- _Work instruction_
Across the entries, count the lines that include "sample" and report only that number.

---------- Data supplied ----------

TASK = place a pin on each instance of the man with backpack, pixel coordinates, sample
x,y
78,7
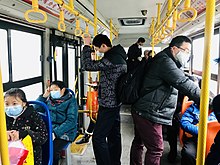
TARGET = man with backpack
x,y
106,135
158,99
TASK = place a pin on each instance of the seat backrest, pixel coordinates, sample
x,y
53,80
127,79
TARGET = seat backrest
x,y
185,104
212,129
47,148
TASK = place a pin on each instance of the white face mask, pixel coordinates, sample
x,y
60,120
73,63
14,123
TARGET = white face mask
x,y
182,57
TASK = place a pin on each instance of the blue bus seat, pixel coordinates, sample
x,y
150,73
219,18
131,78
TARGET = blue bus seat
x,y
47,148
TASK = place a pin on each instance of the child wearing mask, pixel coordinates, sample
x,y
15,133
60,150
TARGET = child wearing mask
x,y
23,120
64,113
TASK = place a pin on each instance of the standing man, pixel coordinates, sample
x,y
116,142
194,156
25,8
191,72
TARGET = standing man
x,y
158,103
106,136
134,53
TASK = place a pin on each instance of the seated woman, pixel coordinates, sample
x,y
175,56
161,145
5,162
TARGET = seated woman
x,y
213,157
23,120
189,123
64,113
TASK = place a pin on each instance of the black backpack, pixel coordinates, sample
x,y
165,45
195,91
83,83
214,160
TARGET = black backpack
x,y
130,83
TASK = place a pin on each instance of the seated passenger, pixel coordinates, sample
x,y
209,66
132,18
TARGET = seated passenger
x,y
213,157
189,123
23,120
64,113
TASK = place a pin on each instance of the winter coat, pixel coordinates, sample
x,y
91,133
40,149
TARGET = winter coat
x,y
30,123
159,90
64,114
111,67
190,119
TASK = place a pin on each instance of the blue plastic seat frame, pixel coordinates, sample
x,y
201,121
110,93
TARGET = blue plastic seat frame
x,y
47,148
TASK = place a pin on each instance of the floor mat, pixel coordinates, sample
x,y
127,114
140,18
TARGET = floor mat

----------

- _Written response_
12